◆ EXTRACT:
begin
Thereafter, although there may be exceptions, the JV vehicle selling price will be revised and determined for each model year. Id. The new selling price for the new model year will be determined by applying to the selling price for the previous model year the Index as defined in Exhibit A. Id. Since the calculations embodied in the Index may occasionally yield a selling price which is at significant variance with then current market conditions, the JV and GM will in such cases negotiate a more appropriate selling price. Id. at 6.

If model changes or specification changes of the vehicle manufactured by the JV are necessary, Toyota, GM and the JV will agree upon these model changes or specification changes. Id. Toyota will present to the JV the plan for the model changes or specification changes concerned. Id. Then, the JV will submit to and negotiate with GM the planned model changes and specification changes together with the planned price changes. These model changes and specification changes will be made as agreed upon by the JV and GM. Id.

The methodology to be employed in pricing optional equipment available on the JV vehicle (both initial and subsequent) will be comparable to that described in the three preceding paragraphs. Id.

The initial prices of Toyota and GM components purchased by the JV will be determined 90 days or more prior to the start of production by negotiation between the JV and component suppliers after the determination of the specifications of the JV vehicle. Id. Identification of the respective sources of supply and determination of the initial component prices will be guided by the feasibility study, with adjustments made for changes in specifications and appropriate economics. Id.

Thereafter, the prices of components will be reviewed semi-annually. Id. at 7. The new prices will be determined by negotiation between the JV and component suppliers. Id.

If it is anticipated that continuation of the above-mentioned methods for determination of the prices of the JV vehicles to be sold by the JV and of components to be purchased by the JV would cause those prices to be at such levels as the JV would incur the losses which could endanger the normal operation of the JV, Toyota, GM and the JV shall negotiate and take necessary measures. Id.

As a fundamental principle, Toyota and GM shall each be free to price and free to market the respective vehicles purchased from the JV without restrictions or influence from the other. Id.
end
◆ WRITTEN INSTRUCTION: Quote the joint venture pricing passage above word for word, everything from "Thereafter, although there" down to "price. Id. at 6.".

Records from a point labeling set
begin
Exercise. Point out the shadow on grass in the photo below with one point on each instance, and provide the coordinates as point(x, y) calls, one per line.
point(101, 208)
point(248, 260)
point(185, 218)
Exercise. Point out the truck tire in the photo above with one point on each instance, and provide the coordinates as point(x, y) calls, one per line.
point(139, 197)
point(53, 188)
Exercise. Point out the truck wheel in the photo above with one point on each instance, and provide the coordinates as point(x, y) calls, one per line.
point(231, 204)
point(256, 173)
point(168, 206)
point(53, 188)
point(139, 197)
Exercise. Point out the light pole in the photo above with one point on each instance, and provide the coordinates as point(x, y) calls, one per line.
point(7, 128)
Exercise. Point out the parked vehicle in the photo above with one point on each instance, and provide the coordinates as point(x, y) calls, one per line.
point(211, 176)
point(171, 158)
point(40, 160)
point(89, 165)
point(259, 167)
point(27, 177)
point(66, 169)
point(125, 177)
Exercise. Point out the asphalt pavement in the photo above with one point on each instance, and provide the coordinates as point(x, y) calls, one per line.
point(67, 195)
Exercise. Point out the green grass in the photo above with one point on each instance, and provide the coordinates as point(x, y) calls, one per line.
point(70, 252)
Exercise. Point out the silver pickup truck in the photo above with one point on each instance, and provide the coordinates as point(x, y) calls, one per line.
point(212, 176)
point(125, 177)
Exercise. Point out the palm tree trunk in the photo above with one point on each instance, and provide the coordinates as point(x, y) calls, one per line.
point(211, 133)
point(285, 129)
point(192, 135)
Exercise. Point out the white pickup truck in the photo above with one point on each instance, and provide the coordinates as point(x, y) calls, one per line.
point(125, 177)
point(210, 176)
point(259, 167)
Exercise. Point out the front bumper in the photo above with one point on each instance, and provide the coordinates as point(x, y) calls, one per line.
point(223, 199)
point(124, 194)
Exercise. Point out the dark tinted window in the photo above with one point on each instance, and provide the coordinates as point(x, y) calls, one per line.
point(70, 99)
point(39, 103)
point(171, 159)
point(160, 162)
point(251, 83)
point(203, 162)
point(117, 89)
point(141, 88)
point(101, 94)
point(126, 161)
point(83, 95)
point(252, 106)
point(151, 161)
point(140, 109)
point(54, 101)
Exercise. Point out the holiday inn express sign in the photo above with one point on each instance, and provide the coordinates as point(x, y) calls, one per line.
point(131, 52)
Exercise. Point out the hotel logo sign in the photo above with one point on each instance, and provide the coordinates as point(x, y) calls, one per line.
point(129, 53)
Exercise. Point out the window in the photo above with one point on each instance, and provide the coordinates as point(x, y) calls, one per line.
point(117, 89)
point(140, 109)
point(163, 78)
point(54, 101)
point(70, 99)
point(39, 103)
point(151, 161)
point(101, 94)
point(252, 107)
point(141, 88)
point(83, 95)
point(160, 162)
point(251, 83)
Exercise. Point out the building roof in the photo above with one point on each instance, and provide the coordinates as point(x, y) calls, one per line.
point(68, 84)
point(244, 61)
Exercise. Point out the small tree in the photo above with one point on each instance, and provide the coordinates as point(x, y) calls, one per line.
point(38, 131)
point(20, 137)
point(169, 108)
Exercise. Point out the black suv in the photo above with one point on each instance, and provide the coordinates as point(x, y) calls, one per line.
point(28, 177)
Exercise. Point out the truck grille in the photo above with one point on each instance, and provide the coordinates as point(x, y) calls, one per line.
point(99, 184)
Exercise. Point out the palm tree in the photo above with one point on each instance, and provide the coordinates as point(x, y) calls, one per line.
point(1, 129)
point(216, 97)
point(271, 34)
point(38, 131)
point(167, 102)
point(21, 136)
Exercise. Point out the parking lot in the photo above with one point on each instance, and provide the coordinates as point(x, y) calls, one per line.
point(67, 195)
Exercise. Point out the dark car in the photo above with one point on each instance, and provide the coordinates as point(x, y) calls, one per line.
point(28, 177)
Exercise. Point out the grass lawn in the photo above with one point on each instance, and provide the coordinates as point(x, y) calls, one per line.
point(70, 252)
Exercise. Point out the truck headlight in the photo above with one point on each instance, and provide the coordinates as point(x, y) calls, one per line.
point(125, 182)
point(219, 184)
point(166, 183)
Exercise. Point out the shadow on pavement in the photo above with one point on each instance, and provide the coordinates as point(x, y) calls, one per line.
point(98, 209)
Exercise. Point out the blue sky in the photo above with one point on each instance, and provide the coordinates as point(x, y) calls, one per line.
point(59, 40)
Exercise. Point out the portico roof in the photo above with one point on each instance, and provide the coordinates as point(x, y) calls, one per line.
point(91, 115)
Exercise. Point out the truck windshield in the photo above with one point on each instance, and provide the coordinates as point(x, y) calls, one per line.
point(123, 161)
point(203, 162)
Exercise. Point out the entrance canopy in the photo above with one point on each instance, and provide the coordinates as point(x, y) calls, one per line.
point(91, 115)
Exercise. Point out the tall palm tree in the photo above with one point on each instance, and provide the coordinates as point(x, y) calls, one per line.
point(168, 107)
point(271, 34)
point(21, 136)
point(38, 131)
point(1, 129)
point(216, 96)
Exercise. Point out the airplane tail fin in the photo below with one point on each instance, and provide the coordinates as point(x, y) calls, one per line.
end
◆ SOLUTION FOR THIS PROBLEM:
Thereafter, although there may be exceptions, the JV vehicle selling price will be revised and determined for each model year. Id. The new selling price for the new model year will be determined by applying to the selling price for the previous model year the Index as defined in Exhibit A. Id. Since the calculations embodied in the Index may occasionally yield a selling price which is at significant variance with then current market conditions, the JV and GM will in such cases negotiate a more appropriate selling price. Id. at 6.